==== AVAILABLE DATA
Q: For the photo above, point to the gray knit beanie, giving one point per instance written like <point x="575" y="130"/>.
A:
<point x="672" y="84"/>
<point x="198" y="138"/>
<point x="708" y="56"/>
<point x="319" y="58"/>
========
**THE REQUEST:**
Copy the entire listing above line for line, changing nothing.

**ANSWER TO THE TASK:**
Q: For the photo above, point to the gray knit beanie, giving one point per instance written like <point x="575" y="130"/>.
A:
<point x="672" y="84"/>
<point x="198" y="138"/>
<point x="708" y="56"/>
<point x="319" y="58"/>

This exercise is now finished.